▶ _Referring expression pointing data_
#####

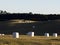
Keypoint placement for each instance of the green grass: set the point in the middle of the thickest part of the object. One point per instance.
(27, 40)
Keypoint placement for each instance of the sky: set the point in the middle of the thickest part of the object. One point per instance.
(34, 6)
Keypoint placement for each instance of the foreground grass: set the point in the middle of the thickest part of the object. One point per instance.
(27, 40)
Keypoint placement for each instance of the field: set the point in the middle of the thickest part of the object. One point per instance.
(27, 40)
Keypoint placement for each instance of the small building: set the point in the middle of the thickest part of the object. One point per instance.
(54, 34)
(46, 34)
(15, 35)
(30, 34)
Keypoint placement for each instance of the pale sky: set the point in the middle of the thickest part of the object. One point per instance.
(34, 6)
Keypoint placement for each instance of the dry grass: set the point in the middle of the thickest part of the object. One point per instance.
(27, 40)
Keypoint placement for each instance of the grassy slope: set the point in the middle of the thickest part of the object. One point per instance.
(27, 40)
(40, 27)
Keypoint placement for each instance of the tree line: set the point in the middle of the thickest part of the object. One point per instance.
(4, 15)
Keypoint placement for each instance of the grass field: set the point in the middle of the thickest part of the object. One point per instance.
(27, 40)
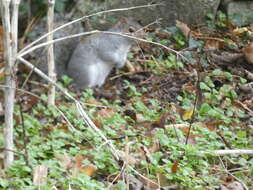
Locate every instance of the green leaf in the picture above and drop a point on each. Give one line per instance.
(205, 108)
(203, 86)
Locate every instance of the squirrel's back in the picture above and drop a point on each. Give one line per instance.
(96, 55)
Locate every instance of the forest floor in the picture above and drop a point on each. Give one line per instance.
(170, 118)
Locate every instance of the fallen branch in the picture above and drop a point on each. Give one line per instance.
(85, 17)
(227, 152)
(85, 117)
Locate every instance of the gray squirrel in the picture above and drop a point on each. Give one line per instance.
(96, 55)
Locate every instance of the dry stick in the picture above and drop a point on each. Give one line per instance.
(26, 155)
(237, 152)
(85, 117)
(194, 110)
(50, 53)
(23, 53)
(9, 93)
(85, 17)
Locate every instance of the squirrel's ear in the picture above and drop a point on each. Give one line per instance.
(123, 20)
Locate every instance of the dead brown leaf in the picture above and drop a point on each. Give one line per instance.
(40, 175)
(104, 113)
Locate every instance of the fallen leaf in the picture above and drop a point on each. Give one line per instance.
(213, 44)
(40, 175)
(187, 114)
(174, 167)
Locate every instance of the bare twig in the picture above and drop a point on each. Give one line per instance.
(10, 46)
(85, 117)
(237, 152)
(50, 53)
(85, 17)
(23, 53)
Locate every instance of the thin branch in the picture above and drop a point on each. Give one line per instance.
(85, 17)
(23, 53)
(50, 53)
(85, 117)
(9, 93)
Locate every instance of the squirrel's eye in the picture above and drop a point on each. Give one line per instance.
(131, 30)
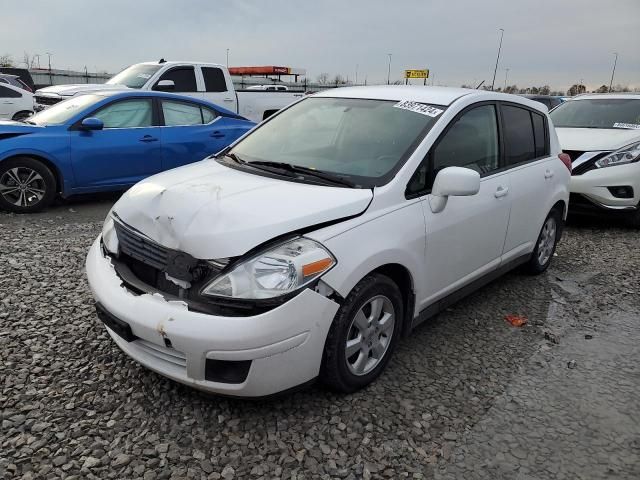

#####

▶ _Exercise details_
What is needed is every entry written out word for word, with no pictures.

▶ _Answer to the exercise_
Keypoint placement for each instance of the green grass: set the point in the middle of the thickest part of the object. One point per instance.
(27, 40)
Keypoint placement for each instance of the sky: set the point in the middle of the thickest part of the object. One point per instance.
(34, 6)
Keypoint placement for each instance of the foreground grass: set the point in the middle of the thickest part of the object. One point per instance.
(27, 40)
Keypoint placement for each instance of the field: set the point in the middle of the thickest part of the object. One point per instance.
(27, 40)
Keypoint placement for each instance of the small building: set the point in the middle of the thickest part of the object. One point per instance.
(54, 34)
(46, 34)
(15, 35)
(30, 34)
Keypoint placement for each instance of the pale sky: set the point in the middle of the thickest part of the object. One point per instance.
(34, 6)
Keypoint placement for each instance of the dry grass: set the point in the middle of the thickest part of the object. One point per instance.
(27, 40)
Keypoint placement for each instance of the grassy slope: set the point in the middle of the thickest part of the object. One point per instance.
(27, 40)
(40, 27)
Keypoint placement for each instance of the tree line: set the point in the middle of the thickest part of the object. One point per instance.
(4, 15)
Keypoint placement for each instance of the grass field: set the point in the middle of the thickest part of the object. One point per instance.
(27, 40)
Locate every instance of the green leaf in the picture above and drop a point on each. Give one line per instance.
(205, 108)
(203, 86)
Locate every instance of the squirrel's back in the picture above and drop a point on each. Give one line per instance.
(96, 55)
Locate every instance of the forest floor in the picture above and drop a point on each. Give one line per instance.
(170, 118)
Locate every instance of the fallen branch in the picture above and drop a point on each. Give one line per instance.
(85, 17)
(227, 152)
(85, 117)
Locate every instance of the gray squirrel in the picture above and drop a point on each. Give one line per instance.
(96, 55)
Locate every instance of the dry stick in the picture above and drop a point on each. Give one line per instance.
(26, 155)
(237, 152)
(85, 117)
(194, 110)
(50, 53)
(23, 53)
(9, 93)
(85, 17)
Locate every instance of the squirrel's ear in the picture above and drop a point on each. Give one line per instance.
(123, 20)
Locate every instance of the dead brown leaf in the picture above and drop a point on each. Give one line per instance.
(40, 175)
(104, 113)
Locate every instance of the fallen leaf in the picture above and drop a point on each. Give one line per instance.
(213, 44)
(40, 175)
(187, 114)
(174, 167)
Locate every instance of the bare twig in the picture above and drop a point on each. Give one line per instance.
(10, 46)
(85, 117)
(237, 152)
(50, 53)
(85, 17)
(23, 53)
Locate every instance of the thin branch in the picture above and drop a point on each. Give one line per instance.
(85, 17)
(23, 53)
(50, 53)
(85, 117)
(9, 93)
Locate every instance of the squirrel's eye in the picture above and drop a point on each. Give one line per instance.
(131, 30)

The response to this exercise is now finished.